▶ _TRECHO DO TEXTO_
+===+
Racionais e Sebastião Salgado voltam a BH: expressões diferentes captam sentimento de ser brasileiro

Artistas renomados trazem show e exposição à capital; eventos distintos reforçam oportunidade ao público de se perceber como parte da efervescência cultural de um país

por João Paulo 26/07/2014 00:13
Não está na hora de ufanismo, menos ainda de cantar o Hino Nacional a capela, com aquele ímpeto de quem não parece entender bem as palavras. De volta à vida. E é nesses momentos que precisamos de referências para guiar os passos no dia a dia. Por trás do vira-latismo que invadiu a nação, as pessoas continuam fazendo seus trabalhos com carinho, caprichando no acabamento. Tornando a vida mais honesta e bonita.


Os filósofos não acertam sempre, mas alguns são porretas. Aristóteles, no século 5 a. C., já dizia que a vida se resume a poucas atitudes: nascer, trabalhar e morrer. O trabalho é o único momento sobre o qual temos o mínimo de controle. Para o pensador grego e para Freud, a única forma de dar sentido à vida é o trabalho criativo e prazeroso. Mesmo Marx, que denunciou o esvaziamento do sentido do labor na sociedade capitalista, sabia que o homem se define como um ser que trabalha.
+===+
[Entradas extraídas de uma coleção]
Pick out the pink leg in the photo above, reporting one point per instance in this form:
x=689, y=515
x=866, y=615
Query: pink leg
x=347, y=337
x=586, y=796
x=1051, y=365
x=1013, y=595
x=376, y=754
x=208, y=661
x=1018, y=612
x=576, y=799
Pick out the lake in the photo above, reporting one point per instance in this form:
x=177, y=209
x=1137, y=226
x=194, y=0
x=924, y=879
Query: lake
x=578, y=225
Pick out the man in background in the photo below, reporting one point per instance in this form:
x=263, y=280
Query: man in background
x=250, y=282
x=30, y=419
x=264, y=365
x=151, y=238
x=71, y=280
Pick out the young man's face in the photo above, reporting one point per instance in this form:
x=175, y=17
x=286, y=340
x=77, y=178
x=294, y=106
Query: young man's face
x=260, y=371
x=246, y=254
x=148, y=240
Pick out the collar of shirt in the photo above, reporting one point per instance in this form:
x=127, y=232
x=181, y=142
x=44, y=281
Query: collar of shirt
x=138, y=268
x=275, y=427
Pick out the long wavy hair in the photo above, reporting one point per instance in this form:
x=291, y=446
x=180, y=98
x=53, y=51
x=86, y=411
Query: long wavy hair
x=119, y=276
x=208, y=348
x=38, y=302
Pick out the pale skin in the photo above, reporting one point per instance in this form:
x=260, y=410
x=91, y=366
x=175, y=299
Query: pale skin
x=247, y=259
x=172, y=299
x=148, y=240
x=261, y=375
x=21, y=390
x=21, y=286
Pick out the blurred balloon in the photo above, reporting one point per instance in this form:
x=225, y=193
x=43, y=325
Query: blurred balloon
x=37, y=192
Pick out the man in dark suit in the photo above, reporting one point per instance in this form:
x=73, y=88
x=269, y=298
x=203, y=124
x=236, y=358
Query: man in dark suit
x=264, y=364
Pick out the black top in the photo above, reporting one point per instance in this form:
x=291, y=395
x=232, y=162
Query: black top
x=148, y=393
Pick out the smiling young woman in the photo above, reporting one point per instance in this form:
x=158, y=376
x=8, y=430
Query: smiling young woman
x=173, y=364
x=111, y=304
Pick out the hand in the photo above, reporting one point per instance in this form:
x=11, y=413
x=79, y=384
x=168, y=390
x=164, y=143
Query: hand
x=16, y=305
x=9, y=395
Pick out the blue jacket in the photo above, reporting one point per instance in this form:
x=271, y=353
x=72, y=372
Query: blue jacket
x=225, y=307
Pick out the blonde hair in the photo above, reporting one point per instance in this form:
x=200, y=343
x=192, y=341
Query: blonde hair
+===+
▶ _O QUE SE PEDE_
Dê sequência ao texto sobre os Racionais e Sebastião Salgado em BH, começando logo após a última frase apresentada.

▶ _RESULTADO DO EXERCÍCIO_
Rodrigo Acedo/Divulgação
Mano Brown volta à capital mineira com show dos 25 anos de Racionais MC's (foto: Rodrigo Acedo/Divulgação)
Por isso, nos momentos comuns, o grande desafio é encontrar referências, gente que faz de sua relação com o mundo algo que torne a vida mais interessante. Costumamos dar ao artista o condão de resolver por nós o trajeto até a transcendência. As grandes obras e atitudes, de certa forma, nos justificam, contribuem para o sentido oceânico de participar da humanidade.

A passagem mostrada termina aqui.